(Natural language region descriptions)
════════════════
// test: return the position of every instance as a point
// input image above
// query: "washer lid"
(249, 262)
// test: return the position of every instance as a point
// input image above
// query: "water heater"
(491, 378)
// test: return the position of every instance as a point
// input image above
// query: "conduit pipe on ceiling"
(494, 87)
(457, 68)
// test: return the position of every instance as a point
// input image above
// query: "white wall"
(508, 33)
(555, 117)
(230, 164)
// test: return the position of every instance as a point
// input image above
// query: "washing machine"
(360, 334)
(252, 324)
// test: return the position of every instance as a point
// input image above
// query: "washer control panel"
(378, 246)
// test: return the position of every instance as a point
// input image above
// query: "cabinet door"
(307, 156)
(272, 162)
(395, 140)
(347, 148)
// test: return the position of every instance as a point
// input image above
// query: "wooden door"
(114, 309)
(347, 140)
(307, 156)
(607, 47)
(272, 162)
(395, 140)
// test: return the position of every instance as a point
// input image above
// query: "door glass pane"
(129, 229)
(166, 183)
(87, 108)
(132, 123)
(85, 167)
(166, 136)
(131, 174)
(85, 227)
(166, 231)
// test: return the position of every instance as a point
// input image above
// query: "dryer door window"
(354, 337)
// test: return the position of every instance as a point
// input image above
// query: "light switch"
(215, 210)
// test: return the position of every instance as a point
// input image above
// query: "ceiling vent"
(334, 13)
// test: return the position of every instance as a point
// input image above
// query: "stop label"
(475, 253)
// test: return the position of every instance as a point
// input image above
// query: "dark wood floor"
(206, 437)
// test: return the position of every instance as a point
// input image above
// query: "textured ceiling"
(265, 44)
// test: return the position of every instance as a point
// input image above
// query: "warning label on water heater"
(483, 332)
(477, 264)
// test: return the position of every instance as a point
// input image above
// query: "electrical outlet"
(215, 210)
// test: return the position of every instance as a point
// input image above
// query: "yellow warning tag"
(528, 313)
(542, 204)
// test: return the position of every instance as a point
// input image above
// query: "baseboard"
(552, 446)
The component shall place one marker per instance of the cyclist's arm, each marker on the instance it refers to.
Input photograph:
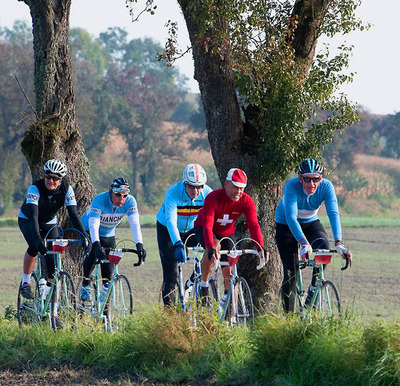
(171, 216)
(291, 213)
(73, 215)
(30, 209)
(134, 223)
(208, 222)
(32, 212)
(332, 210)
(94, 225)
(252, 222)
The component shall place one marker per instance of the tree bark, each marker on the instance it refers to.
(229, 144)
(55, 134)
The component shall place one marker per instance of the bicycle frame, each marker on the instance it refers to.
(51, 303)
(235, 295)
(325, 298)
(100, 310)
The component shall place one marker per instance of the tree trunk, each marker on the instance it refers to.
(230, 145)
(55, 133)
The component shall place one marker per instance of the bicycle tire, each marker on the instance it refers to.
(66, 305)
(327, 302)
(245, 307)
(28, 310)
(119, 303)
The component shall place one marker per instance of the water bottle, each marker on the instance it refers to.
(43, 288)
(103, 292)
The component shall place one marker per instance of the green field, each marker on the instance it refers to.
(369, 289)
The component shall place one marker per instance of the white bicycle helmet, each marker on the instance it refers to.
(55, 166)
(194, 175)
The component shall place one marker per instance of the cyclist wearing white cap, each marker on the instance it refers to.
(101, 220)
(297, 224)
(175, 221)
(217, 219)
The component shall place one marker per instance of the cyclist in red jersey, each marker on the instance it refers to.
(216, 220)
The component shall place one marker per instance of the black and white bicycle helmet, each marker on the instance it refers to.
(310, 166)
(194, 175)
(120, 185)
(55, 166)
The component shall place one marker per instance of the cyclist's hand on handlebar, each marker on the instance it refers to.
(98, 251)
(180, 252)
(305, 251)
(141, 251)
(41, 246)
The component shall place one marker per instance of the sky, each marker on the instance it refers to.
(376, 56)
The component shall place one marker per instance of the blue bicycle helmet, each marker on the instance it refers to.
(310, 166)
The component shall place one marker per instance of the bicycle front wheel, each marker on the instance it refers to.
(327, 302)
(66, 304)
(120, 302)
(28, 310)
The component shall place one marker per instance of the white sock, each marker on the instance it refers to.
(26, 278)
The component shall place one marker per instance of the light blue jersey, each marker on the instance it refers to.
(104, 215)
(297, 207)
(178, 211)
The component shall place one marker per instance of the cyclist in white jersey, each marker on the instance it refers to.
(101, 219)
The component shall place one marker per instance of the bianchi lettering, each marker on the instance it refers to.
(110, 220)
(132, 209)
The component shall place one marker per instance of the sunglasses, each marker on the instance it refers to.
(120, 195)
(194, 187)
(53, 178)
(313, 179)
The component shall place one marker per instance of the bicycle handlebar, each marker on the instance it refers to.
(303, 264)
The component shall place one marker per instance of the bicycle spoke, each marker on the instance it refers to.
(28, 310)
(66, 303)
(120, 302)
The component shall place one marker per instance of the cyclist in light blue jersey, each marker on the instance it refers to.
(297, 223)
(175, 222)
(101, 219)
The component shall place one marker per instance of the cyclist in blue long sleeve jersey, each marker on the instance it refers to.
(297, 224)
(175, 221)
(37, 217)
(101, 220)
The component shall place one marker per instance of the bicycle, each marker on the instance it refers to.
(236, 308)
(118, 300)
(56, 297)
(325, 299)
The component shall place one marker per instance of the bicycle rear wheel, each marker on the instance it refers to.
(28, 310)
(66, 305)
(120, 302)
(327, 301)
(245, 308)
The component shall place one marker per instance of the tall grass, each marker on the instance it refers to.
(166, 347)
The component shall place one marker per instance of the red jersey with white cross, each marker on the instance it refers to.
(219, 214)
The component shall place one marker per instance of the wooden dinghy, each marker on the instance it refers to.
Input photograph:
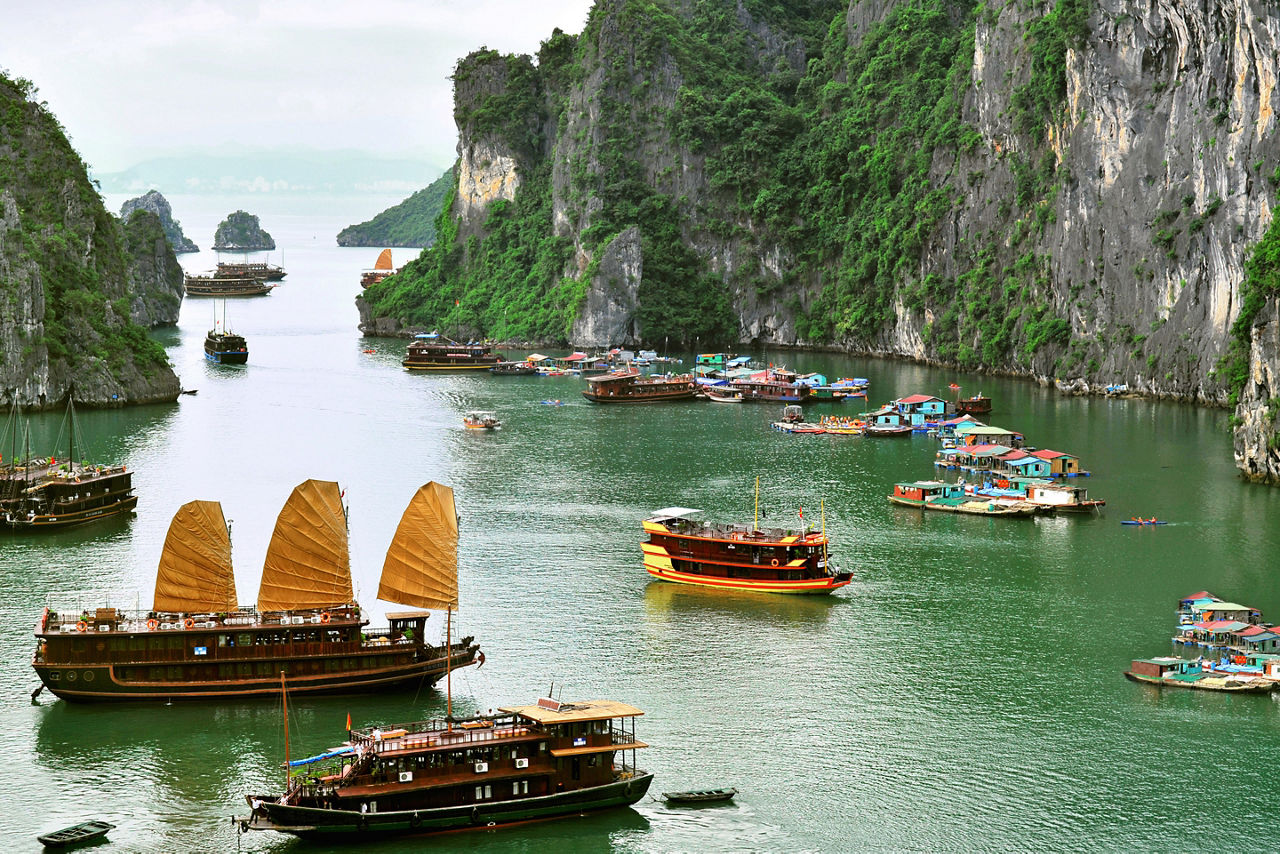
(76, 834)
(699, 797)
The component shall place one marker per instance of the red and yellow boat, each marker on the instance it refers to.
(684, 549)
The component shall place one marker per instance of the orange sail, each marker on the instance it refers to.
(195, 574)
(307, 563)
(421, 567)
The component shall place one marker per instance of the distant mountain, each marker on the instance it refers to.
(272, 172)
(410, 223)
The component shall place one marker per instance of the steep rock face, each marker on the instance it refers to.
(156, 204)
(1257, 438)
(67, 277)
(155, 275)
(241, 232)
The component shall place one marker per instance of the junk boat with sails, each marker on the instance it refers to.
(46, 494)
(197, 643)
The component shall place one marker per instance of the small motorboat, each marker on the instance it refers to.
════════════════
# [Work request]
With the images omitted, output all entries exactly as given.

# [Response box]
// test: return the position of every instance as a point
// input image above
// query: "washer lid"
(249, 262)
// test: return the position of every instance as a point
// input image above
// query: "water heater"
(491, 378)
// test: return the position of every instance as a point
// input image above
// query: "conduit pipe on ceiling"
(494, 87)
(457, 68)
// test: return the position of every instance as a point
// input image above
// query: "white wall"
(508, 33)
(555, 117)
(230, 164)
// test: return the position of every instance as a point
// input image above
// query: "washing machine"
(360, 334)
(252, 324)
// test: return the position of every instance as a point
// input image above
// query: "washer control panel"
(378, 246)
// test: return the position of every instance as a point
// input image above
// query: "cabinet door"
(307, 156)
(272, 162)
(395, 140)
(347, 148)
// test: return the position of every instance as a point
// input image above
// query: "wooden door"
(114, 309)
(347, 140)
(307, 156)
(607, 47)
(272, 162)
(395, 140)
// test: return the position of every instance as a point
// input image above
// query: "door glass pane"
(129, 229)
(166, 183)
(87, 108)
(132, 123)
(85, 167)
(166, 136)
(131, 174)
(85, 227)
(166, 231)
// test: return the position of every instance as a point
// input image above
// query: "dryer door window"
(354, 337)
// test: return the position of every instance as a point
// input image above
// query: "light switch"
(215, 210)
// test: return the position of every instance as a point
// input image above
// query: "ceiling vent"
(334, 13)
// test: return the position of every instance as a point
// input image above
// query: "stop label"
(475, 253)
// test: return the position of every instance as a point
// input image above
// query: "dark wood floor"
(206, 437)
// test: return the position of every instance as a point
// input image above
// query: "textured ceiling"
(265, 44)
// test: return the position of every instance as a point
// input image above
// query: "warning label on water heater"
(483, 332)
(477, 264)
// test: return the position of every instance as a point
// input image above
// query: "electrical outlet"
(215, 210)
// test: return the position of every instance as a point
// input image above
// query: "yellow warning tag"
(528, 313)
(542, 204)
// test: return the position of every instance as a point
// input image above
// query: "baseboard"
(552, 446)
The component shall place one marker per instance of the cyclist's arm, each marker on the instance it refers to.
Input photograph:
(171, 216)
(291, 213)
(73, 215)
(30, 209)
(134, 223)
(208, 222)
(32, 212)
(332, 210)
(94, 225)
(252, 222)
The component shall place one marker per instance of the tree bark, each marker on the instance it refers to.
(229, 144)
(55, 134)
The component shall place one marker per instance of the bicycle frame, each marker on the instance it refers to.
(51, 303)
(235, 295)
(325, 298)
(100, 310)
The component shall place one marker per instance of the tree trunk, each marker on the instance it refers to.
(230, 145)
(55, 133)
The component shall place one marker per instance of the bicycle tire, each marker on the instance it refers to.
(66, 305)
(327, 302)
(245, 307)
(28, 310)
(119, 303)
The component shall place one marker per instance of the water bottle, each marker on the instance it refers to.
(43, 288)
(103, 292)
The component shall place one marker per instance of the green field, each marker on the instance it refers to.
(369, 289)
The component shall place one marker per instance of the white bicycle helmet, each marker on the instance it refers to.
(55, 166)
(194, 175)
The component shall place one marker per instance of the cyclist wearing white cap, each marker on the instance it refers to.
(101, 220)
(297, 224)
(175, 221)
(217, 219)
The component shall place one marker per instance of the cyclist in red jersey, each marker on the instance it refers to.
(216, 220)
The component shall place one marker per instance of the black and white bicycle helmet, each marker on the instance it refers to.
(310, 166)
(194, 175)
(120, 185)
(55, 166)
The component shall place one marker per instance of the cyclist's hand on handlebar, each marker on the instance it refers to.
(98, 251)
(180, 252)
(305, 251)
(141, 251)
(41, 246)
The component shall place one marker per instance of the sky, each marker on the instance it refers to.
(376, 56)
The component shall place one marker per instance of the blue bicycle helmet, each marker on the instance it refers to.
(310, 166)
The component shall place one marker per instance of the bicycle front wheel, each marker on the instance it refers to.
(327, 302)
(66, 304)
(120, 302)
(28, 310)
The component shall place one marker per instance of the white sock, each marker on the instance it refers to.
(26, 278)
The component shall place one marker per instance of the light blue jersey, each marker on the instance it refers to.
(104, 215)
(297, 207)
(178, 211)
The component shall place one marker per instance of the cyclist in white jersey, each marker on the instance it refers to.
(101, 219)
The component shall place one marker per instance of the bianchi lettering, each marker on the instance it refers to.
(110, 220)
(132, 209)
The component shall place one marker per instance of the sunglasses, each marker on the instance it refers to.
(120, 195)
(194, 187)
(53, 178)
(313, 179)
The component shall place one marker per instance of the bicycle handlebar, each marker on the instance it refers to.
(303, 264)
The component shall place one marker per instance of the bicycle spoke, each marker on the instance it refers to.
(28, 310)
(66, 303)
(120, 302)
The component shall place one marker per instance of the cyclist in light blue jersey, each marker on the instance it refers to.
(297, 223)
(175, 222)
(101, 219)
The component shall place one marker per instance of the cyclist in blue long sleeve jersey, each marker on the instance it refers to.
(297, 224)
(175, 221)
(37, 217)
(101, 220)
The component shall place one marker per instance of the bicycle, each marker on the instance it refers to.
(236, 308)
(118, 300)
(56, 297)
(325, 299)
The component shall place one marker per instance of the bicycle rear wheel, each marker on the instance it refers to.
(28, 310)
(66, 305)
(120, 302)
(327, 301)
(245, 308)
The component shall place one marker per instance of the tall grass, each marker on the instance it refers to.
(166, 347)
The component shall place one marker per instance of the red jersey with white cross, each marker on the instance it refers to.
(219, 214)
The component shall place one marker per instance of the wooden dinghy, each marker on the instance it refers to.
Input photograph:
(76, 834)
(699, 797)
The component shall place one marker per instance of the red and yellow boat, each marker on the instance it refers to.
(684, 549)
The component shall place one marker per instance of the orange sail, each marker on the instance it refers to.
(195, 574)
(307, 563)
(421, 567)
The component shall place one marker per instance of the distant mountain, each marker on the instance it refers to.
(272, 172)
(410, 223)
The component shall place one marker per instance of the steep rock face, each marker on the instance it refers to.
(156, 204)
(1257, 438)
(67, 277)
(155, 275)
(241, 232)
The component shall place one marker per instance of the junk boat with sails, each marker on the instance it refers to.
(46, 494)
(197, 643)
The component shall place one marker per instance of the small motorboat, each marker on the instance it refers to.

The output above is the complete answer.